*Passage given*:
Comment 5 Daniel Berrangé 2021-09-21 17:33:28 UTC
This is fixed by setting

  <qemu:commandline>
    <qemu:arg value='-global'/>
    <qemu:arg value='ICH9-LPC.acpi-pci-hotplug-with-bridge-support=off'/>
  </qemu:commandline>

aka

  -global ICH9-LPC.acpi-pci-hotplug-with-bridge-support=off


IOW, looks like the change in PCI hotplug impl has broken the ability to run guests with many pcie-root-ports.

Comment 6 Daniel Berrangé 2021-09-21 17:49:02 UTC
> - When setting /etc/nova/nova.conf libvirt num_pcie_ports 4, there's no issue. (default value is 16)

The threshold for seeing trouble appears to be '15' - ie it works with 14 pcie-root-ports, fails with 15 pcie-root-ports .

Extracted lines
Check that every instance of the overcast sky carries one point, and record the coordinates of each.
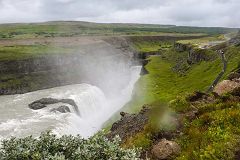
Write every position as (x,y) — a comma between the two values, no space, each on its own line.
(180,12)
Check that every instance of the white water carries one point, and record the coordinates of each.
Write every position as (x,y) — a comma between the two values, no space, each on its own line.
(16,119)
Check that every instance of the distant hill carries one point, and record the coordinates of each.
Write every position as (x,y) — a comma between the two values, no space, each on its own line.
(78,28)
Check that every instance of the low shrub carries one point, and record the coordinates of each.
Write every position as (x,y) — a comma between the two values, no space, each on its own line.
(49,147)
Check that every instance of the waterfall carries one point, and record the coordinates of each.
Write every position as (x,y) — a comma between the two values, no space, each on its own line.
(95,108)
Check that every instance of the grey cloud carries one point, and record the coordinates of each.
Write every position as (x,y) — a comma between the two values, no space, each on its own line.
(180,12)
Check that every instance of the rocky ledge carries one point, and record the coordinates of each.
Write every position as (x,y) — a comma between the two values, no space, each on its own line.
(44,102)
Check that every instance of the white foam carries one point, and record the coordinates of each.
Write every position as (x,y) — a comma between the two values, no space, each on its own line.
(95,108)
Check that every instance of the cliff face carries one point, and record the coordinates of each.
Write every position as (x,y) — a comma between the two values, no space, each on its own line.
(96,63)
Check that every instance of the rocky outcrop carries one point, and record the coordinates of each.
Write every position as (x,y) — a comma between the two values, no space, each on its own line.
(61,109)
(235,40)
(42,103)
(129,124)
(182,47)
(165,149)
(227,86)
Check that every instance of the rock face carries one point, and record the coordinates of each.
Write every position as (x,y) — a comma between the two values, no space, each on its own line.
(129,124)
(235,40)
(227,86)
(42,103)
(165,149)
(61,109)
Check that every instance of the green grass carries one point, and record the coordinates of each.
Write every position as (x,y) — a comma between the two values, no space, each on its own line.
(145,46)
(163,85)
(18,52)
(214,134)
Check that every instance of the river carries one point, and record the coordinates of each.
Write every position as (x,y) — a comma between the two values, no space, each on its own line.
(95,107)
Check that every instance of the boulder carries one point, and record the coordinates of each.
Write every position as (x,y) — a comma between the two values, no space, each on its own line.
(129,124)
(36,106)
(42,103)
(165,149)
(196,96)
(61,109)
(226,86)
(234,75)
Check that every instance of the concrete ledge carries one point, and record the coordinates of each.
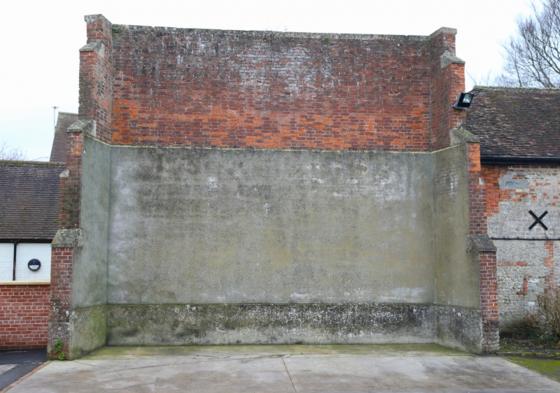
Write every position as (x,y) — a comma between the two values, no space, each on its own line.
(459,327)
(180,324)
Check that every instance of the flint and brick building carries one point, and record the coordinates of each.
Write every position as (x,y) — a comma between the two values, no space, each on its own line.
(519,132)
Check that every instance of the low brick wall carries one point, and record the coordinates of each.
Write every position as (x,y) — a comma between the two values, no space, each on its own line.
(24,314)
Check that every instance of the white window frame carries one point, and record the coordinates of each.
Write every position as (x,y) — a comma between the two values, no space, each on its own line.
(13,275)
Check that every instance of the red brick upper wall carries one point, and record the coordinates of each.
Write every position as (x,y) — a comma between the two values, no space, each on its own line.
(272,90)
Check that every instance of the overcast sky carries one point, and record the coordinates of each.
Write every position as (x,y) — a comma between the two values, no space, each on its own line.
(40,41)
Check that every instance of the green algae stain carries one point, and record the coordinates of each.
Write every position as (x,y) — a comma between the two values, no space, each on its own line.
(547,367)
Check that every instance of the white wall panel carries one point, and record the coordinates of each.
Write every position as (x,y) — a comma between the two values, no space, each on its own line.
(28,251)
(6,261)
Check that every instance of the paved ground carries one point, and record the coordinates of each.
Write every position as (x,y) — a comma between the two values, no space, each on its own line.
(15,364)
(289,369)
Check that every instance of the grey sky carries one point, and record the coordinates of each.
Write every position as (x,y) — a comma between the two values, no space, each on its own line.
(40,41)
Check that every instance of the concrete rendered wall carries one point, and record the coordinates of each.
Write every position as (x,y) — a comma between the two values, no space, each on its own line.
(235,226)
(89,274)
(226,246)
(457,293)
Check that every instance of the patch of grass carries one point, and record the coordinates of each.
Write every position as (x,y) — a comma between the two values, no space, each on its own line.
(547,367)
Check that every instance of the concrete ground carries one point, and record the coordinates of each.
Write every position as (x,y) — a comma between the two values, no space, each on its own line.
(15,364)
(262,369)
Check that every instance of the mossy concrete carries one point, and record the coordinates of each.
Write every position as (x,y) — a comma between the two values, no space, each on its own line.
(547,367)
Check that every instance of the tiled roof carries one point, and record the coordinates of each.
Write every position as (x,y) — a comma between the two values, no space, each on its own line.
(518,123)
(60,141)
(28,200)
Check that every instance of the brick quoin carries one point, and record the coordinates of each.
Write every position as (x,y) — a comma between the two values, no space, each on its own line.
(487,259)
(24,314)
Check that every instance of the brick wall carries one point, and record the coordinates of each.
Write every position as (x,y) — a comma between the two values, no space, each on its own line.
(268,90)
(24,313)
(486,257)
(528,260)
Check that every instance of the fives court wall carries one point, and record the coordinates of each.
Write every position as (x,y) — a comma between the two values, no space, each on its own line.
(259,187)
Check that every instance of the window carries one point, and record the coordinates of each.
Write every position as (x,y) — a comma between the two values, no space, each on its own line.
(25,262)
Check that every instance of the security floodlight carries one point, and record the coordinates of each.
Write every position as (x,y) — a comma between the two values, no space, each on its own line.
(464,101)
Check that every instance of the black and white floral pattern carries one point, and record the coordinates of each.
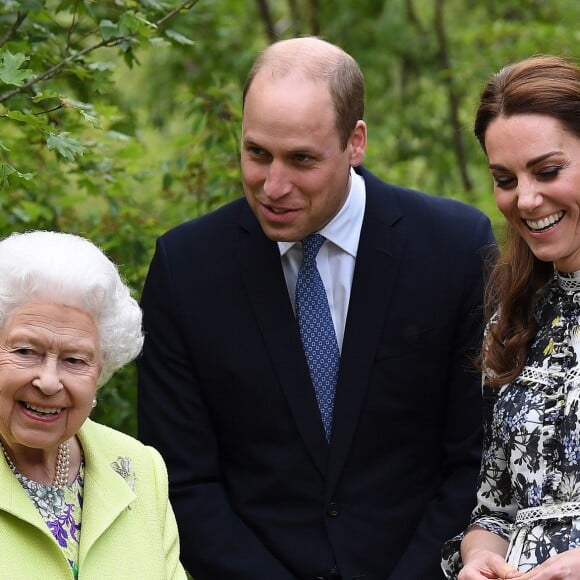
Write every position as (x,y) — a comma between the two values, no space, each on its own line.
(531,454)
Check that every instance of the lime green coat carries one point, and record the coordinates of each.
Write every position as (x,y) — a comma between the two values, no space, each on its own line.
(125,534)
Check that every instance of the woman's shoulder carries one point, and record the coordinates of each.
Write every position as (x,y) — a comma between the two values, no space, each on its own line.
(104,439)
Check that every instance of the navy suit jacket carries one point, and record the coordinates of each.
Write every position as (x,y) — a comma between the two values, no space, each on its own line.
(225,395)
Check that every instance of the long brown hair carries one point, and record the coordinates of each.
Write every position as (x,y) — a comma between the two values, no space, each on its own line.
(544,85)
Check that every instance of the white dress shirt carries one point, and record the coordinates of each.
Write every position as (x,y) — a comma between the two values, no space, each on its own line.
(336,258)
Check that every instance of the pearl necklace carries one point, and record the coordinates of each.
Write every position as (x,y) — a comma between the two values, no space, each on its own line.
(62,470)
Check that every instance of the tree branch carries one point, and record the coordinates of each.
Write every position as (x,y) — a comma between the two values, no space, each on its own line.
(20,18)
(453,98)
(187,5)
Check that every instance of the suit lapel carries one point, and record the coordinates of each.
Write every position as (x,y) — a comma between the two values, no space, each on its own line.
(379,256)
(264,282)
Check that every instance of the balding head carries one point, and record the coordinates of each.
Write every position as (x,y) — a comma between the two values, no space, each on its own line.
(315,59)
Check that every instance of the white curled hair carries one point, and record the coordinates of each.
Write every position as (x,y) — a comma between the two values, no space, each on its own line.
(68,269)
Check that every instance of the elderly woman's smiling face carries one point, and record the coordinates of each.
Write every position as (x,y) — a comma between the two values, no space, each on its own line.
(50,362)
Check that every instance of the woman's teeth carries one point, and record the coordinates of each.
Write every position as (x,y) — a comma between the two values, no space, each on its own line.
(42,410)
(545,222)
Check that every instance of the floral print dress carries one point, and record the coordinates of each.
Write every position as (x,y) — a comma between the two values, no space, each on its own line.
(529,484)
(61,509)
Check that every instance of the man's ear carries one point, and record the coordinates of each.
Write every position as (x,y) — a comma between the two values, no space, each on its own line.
(358,143)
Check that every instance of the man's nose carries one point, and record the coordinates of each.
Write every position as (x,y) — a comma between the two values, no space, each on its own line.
(48,379)
(277,182)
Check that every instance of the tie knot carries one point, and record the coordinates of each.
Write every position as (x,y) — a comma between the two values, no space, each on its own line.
(310,246)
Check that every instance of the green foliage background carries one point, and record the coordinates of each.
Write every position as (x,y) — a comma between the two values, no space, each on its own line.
(120,119)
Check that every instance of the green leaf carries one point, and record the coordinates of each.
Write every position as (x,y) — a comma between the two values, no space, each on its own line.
(109,29)
(179,38)
(67,147)
(10,71)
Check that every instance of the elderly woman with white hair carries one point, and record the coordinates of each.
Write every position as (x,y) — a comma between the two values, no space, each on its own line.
(77,499)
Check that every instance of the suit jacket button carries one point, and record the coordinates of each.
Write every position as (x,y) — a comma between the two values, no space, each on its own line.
(333,509)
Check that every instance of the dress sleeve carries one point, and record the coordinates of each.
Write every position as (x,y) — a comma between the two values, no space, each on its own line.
(496,507)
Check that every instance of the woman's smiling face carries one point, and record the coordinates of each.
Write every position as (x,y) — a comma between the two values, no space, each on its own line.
(535,163)
(50,362)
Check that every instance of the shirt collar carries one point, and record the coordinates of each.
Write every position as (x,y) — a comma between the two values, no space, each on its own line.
(344,228)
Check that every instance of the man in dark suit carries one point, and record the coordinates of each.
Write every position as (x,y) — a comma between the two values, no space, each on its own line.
(269,479)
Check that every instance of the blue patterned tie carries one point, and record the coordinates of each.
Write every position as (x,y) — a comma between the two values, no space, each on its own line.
(317,330)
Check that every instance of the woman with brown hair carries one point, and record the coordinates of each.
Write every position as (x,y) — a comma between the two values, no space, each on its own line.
(527,520)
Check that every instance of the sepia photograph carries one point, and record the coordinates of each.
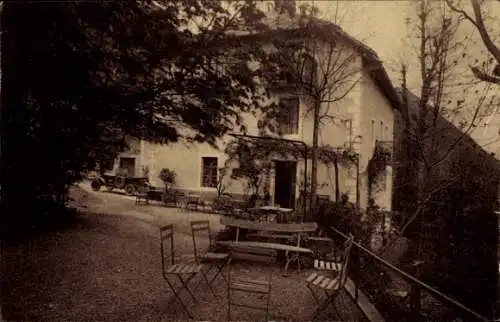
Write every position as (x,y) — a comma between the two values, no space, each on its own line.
(250,160)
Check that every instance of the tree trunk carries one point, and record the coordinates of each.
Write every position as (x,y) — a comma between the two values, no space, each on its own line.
(17,192)
(337,189)
(314,154)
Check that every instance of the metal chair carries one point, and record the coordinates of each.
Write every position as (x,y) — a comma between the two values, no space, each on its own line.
(171,270)
(330,285)
(207,255)
(242,283)
(142,195)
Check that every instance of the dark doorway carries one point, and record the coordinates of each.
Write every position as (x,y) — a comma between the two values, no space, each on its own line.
(284,183)
(129,165)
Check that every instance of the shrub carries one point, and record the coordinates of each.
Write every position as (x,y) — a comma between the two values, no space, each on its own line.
(168,177)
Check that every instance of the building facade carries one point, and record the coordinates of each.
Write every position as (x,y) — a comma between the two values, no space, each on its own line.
(363,118)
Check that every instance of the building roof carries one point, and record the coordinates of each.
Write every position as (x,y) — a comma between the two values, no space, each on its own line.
(450,131)
(273,23)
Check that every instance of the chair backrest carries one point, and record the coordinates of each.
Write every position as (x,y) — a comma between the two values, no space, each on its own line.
(264,226)
(199,227)
(346,260)
(167,244)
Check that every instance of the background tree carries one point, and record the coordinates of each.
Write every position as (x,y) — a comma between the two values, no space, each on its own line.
(442,95)
(313,60)
(439,163)
(489,70)
(80,76)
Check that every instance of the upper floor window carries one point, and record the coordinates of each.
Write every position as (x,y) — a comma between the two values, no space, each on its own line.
(209,172)
(308,72)
(373,130)
(348,130)
(288,115)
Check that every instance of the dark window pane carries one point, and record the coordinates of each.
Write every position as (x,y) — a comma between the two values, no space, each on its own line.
(209,172)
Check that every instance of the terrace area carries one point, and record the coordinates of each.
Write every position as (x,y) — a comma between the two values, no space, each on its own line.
(106,266)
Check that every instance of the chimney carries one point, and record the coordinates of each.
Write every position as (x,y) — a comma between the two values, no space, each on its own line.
(285,7)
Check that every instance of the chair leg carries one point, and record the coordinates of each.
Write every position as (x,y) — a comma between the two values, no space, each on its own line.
(316,298)
(323,306)
(185,284)
(177,295)
(205,277)
(219,271)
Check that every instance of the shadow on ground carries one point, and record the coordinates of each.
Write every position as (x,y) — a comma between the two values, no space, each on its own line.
(106,267)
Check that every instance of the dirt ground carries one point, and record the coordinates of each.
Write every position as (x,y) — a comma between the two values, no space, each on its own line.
(106,267)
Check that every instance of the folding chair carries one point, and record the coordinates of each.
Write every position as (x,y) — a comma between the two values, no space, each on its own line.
(184,272)
(207,255)
(330,285)
(242,283)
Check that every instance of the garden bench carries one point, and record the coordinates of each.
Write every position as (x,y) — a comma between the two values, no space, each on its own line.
(286,232)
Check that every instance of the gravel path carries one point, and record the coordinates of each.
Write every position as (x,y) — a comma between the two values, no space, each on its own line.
(106,267)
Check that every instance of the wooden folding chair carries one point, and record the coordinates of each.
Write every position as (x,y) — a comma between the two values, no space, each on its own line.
(142,195)
(207,255)
(184,272)
(242,283)
(330,285)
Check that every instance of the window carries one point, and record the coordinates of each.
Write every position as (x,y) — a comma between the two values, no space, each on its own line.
(108,164)
(373,130)
(209,172)
(348,130)
(308,74)
(288,116)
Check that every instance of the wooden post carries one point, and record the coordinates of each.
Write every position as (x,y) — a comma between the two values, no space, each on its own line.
(415,294)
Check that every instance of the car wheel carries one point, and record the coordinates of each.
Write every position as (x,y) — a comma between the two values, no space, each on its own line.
(130,189)
(95,185)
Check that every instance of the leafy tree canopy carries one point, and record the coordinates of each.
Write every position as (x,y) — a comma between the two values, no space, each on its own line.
(79,76)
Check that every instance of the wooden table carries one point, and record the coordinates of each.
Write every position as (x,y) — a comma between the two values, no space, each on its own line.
(295,250)
(271,212)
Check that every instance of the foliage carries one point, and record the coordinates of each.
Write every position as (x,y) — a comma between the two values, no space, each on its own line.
(309,59)
(485,71)
(116,68)
(222,185)
(254,158)
(168,177)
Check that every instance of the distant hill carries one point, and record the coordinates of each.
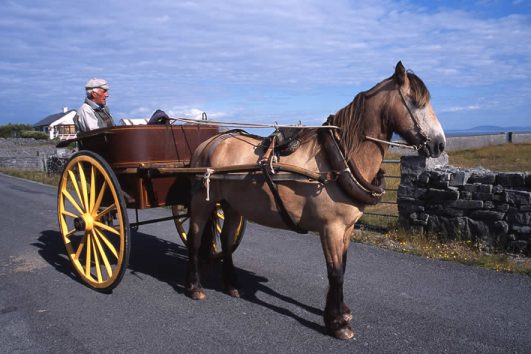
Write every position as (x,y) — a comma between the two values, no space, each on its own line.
(486,129)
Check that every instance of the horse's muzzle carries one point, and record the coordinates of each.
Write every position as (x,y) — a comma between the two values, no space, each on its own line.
(434,147)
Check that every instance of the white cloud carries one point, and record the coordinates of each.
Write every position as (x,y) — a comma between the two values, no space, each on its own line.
(230,56)
(473,107)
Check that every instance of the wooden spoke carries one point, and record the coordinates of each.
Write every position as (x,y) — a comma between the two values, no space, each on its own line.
(97,264)
(97,203)
(71,199)
(76,187)
(70,233)
(103,255)
(81,246)
(92,189)
(217,225)
(87,259)
(107,243)
(106,227)
(83,185)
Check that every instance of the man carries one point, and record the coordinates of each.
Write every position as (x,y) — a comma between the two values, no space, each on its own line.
(93,113)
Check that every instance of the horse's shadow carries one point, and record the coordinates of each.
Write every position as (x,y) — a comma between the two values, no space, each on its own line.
(167,261)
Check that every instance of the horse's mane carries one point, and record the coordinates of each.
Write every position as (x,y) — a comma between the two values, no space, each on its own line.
(350,117)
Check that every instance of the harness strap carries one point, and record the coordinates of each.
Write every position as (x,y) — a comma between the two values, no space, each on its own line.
(278,201)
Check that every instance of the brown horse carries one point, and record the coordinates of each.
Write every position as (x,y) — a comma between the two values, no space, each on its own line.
(398,104)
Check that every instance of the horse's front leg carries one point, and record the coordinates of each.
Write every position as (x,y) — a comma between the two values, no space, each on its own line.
(201,212)
(228,233)
(335,240)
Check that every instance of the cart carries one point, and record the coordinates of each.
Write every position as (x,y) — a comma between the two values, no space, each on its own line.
(128,167)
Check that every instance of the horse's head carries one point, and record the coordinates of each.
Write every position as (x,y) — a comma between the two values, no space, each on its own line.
(412,115)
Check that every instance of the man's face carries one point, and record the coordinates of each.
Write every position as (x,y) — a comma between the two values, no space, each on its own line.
(99,96)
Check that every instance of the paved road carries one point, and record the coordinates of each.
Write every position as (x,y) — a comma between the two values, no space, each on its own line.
(401,303)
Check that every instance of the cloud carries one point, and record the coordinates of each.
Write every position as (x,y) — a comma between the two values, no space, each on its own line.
(230,56)
(473,107)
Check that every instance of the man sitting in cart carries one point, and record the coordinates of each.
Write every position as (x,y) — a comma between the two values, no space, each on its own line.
(94,113)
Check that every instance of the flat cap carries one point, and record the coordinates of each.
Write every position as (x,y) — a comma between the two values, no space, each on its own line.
(97,83)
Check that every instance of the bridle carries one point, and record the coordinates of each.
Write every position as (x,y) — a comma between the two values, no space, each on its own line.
(418,128)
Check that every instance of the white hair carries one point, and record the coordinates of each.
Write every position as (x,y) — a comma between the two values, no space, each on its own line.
(90,90)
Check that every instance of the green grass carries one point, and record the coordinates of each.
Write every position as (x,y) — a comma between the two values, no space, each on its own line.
(430,246)
(504,158)
(37,176)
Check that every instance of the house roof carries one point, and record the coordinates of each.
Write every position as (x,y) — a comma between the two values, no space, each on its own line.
(50,119)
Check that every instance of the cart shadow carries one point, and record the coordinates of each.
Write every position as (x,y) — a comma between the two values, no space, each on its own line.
(167,261)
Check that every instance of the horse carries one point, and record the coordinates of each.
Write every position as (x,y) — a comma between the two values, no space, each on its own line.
(399,104)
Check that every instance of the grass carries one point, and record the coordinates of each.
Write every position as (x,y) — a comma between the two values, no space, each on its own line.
(37,176)
(505,158)
(429,246)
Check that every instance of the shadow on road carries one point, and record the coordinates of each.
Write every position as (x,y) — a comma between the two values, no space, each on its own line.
(167,262)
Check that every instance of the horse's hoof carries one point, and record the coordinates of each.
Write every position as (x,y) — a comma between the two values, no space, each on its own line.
(345,333)
(347,313)
(233,292)
(196,294)
(347,316)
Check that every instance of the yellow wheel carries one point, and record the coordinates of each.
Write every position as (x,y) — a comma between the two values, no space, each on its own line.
(93,220)
(215,225)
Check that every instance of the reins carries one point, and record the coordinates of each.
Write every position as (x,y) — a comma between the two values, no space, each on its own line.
(253,125)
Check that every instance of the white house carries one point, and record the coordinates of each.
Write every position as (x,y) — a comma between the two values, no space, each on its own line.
(58,125)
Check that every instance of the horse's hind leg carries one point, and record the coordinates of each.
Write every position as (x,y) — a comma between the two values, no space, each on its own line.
(335,241)
(230,228)
(201,213)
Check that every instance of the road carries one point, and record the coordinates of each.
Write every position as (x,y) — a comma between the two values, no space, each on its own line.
(401,303)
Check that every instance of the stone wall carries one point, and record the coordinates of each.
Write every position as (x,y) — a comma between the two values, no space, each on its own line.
(467,204)
(25,154)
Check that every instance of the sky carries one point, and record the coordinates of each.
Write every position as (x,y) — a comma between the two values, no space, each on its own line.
(283,61)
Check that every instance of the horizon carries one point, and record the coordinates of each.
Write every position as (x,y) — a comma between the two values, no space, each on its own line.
(285,62)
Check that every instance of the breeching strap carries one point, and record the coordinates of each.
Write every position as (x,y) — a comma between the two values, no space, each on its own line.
(278,201)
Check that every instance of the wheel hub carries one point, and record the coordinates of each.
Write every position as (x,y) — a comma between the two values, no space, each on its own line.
(84,223)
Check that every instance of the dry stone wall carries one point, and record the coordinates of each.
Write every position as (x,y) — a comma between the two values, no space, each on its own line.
(468,204)
(25,154)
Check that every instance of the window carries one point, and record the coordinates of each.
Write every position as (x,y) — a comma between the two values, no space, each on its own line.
(66,129)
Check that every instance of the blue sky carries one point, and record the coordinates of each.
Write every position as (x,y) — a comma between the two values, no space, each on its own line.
(255,61)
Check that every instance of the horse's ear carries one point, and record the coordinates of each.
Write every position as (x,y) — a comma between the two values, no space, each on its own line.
(400,73)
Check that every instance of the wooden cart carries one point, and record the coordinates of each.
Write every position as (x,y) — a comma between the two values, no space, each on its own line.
(133,167)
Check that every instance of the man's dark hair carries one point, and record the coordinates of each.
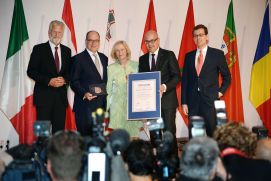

*Task set*:
[1] In the thread on PCIe root ports, restate the paragraph beginning "The threshold for seeing trouble" as a single shorter sentence that keeps its main facts.
[2] Extend the thread on PCIe root ports with a short passage that follows on from its final sentence.

*Answers below*:
[1] Trouble starts at 15 pcie-root-ports: 14 work, but 15 fail.

[2]
Comment 7 Laine Stump 2021-09-21 20:16:18 UTC
I had been told in a discussion a couple weeks ago that the QEMU change in defaults to enable ACPI hotplug on Q35 only affected new q35 machinetypes, not existing q35 machinetypes (I asked because, although I'm completely unfamiliar with QEMU source, I didn't see anything in the patch switching the default to indicate it was only on new machinetypes; I wrote it off to my ignorance of the source).

Since the config specifically says "pc-q35-rhel8.3.0", I guess that's not the case, and the change in default takes effect for *all* Q35 machinetypes? Isn't that a violation of guest ABI, which could potentially break cross-version migration?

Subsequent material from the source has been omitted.